━━━━━ Available data
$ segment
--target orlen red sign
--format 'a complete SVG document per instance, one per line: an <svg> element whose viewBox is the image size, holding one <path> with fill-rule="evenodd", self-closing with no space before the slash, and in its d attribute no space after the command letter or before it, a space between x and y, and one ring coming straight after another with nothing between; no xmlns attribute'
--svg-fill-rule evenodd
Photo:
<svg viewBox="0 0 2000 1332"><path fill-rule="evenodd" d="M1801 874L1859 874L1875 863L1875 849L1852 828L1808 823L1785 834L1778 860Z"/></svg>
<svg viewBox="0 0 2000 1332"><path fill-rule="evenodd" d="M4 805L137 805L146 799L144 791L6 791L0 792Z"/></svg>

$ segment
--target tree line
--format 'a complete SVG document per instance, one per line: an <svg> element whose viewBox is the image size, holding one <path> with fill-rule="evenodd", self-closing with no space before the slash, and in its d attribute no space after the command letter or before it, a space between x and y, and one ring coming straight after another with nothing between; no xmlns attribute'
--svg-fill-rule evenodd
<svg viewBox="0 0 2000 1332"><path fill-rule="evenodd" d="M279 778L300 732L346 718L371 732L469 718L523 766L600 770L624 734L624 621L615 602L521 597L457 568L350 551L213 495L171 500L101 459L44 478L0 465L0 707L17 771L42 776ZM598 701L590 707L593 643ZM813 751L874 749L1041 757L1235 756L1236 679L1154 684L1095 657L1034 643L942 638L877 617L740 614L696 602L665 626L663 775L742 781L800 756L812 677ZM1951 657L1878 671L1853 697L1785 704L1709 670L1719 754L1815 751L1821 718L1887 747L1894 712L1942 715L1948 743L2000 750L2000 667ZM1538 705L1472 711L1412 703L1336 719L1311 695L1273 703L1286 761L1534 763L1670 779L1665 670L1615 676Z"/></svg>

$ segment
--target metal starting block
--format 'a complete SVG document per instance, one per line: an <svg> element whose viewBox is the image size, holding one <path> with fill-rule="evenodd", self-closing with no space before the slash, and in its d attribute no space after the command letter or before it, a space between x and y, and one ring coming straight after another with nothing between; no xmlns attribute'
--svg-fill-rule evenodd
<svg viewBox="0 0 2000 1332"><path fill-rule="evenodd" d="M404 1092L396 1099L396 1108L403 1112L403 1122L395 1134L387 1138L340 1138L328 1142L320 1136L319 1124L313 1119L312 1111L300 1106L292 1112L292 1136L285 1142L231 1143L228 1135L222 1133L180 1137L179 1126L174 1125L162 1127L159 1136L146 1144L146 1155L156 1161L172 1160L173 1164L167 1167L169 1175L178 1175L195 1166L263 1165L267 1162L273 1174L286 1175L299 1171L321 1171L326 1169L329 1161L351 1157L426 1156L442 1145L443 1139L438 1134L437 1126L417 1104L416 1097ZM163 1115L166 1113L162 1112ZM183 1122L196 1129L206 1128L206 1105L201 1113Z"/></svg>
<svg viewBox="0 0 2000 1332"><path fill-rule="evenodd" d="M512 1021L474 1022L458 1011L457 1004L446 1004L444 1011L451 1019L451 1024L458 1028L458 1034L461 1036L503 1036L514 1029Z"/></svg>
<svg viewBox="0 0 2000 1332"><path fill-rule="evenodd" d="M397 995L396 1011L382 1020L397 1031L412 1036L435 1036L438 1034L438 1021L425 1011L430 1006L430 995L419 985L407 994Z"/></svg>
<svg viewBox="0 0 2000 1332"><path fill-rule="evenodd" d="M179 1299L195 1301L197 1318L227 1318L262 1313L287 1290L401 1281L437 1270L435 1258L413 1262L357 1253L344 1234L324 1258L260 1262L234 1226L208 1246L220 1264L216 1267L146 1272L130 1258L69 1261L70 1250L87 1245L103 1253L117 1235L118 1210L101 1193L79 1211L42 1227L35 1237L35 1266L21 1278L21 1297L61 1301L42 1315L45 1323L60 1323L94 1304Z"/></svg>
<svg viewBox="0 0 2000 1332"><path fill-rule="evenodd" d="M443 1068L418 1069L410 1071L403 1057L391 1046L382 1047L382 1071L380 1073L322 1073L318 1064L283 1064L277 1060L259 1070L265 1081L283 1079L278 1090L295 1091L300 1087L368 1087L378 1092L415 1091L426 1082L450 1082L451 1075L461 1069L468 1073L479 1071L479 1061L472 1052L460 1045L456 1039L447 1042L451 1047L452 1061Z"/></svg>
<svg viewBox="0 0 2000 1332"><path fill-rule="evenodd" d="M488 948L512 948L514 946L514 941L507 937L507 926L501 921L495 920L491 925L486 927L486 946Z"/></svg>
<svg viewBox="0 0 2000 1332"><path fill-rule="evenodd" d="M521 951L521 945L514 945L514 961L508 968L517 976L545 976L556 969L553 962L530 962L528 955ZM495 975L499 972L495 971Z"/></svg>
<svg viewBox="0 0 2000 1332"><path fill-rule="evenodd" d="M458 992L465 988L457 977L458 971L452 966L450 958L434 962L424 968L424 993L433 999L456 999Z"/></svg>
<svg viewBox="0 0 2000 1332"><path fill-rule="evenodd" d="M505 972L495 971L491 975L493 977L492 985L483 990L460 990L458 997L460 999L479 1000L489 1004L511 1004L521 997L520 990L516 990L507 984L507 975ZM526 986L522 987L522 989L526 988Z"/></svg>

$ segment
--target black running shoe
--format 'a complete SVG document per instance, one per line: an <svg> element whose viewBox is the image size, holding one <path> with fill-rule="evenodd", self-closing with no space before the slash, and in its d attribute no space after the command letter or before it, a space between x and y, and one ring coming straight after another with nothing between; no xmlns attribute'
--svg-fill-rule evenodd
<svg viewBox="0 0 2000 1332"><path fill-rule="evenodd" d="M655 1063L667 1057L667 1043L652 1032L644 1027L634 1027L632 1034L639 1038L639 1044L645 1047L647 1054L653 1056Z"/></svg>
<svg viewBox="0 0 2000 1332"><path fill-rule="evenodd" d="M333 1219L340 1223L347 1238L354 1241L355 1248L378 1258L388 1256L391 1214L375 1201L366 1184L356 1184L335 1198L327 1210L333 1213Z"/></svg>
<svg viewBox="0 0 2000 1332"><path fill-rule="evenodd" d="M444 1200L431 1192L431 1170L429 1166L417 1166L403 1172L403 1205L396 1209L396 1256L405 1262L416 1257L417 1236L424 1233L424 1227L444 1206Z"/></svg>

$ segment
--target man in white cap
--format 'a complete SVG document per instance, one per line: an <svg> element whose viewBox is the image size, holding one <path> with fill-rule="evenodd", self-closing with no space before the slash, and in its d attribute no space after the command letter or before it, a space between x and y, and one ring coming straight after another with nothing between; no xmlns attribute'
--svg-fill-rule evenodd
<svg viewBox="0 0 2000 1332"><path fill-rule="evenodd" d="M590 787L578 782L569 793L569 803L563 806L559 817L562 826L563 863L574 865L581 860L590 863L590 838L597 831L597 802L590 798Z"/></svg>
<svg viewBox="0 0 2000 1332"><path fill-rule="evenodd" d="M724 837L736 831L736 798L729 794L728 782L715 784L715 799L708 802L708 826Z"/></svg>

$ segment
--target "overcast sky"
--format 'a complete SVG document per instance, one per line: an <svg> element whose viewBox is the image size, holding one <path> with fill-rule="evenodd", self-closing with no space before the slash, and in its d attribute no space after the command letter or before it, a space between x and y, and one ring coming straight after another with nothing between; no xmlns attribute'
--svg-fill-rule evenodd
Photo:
━━━━━━━━━━
> _What is being asked_: Pick out every line above that contains the word "target" and copy it.

> _Written reply_:
--target orlen red sign
--target tree line
--target metal starting block
--target black running shoe
--target man in white cap
--target "overcast sky"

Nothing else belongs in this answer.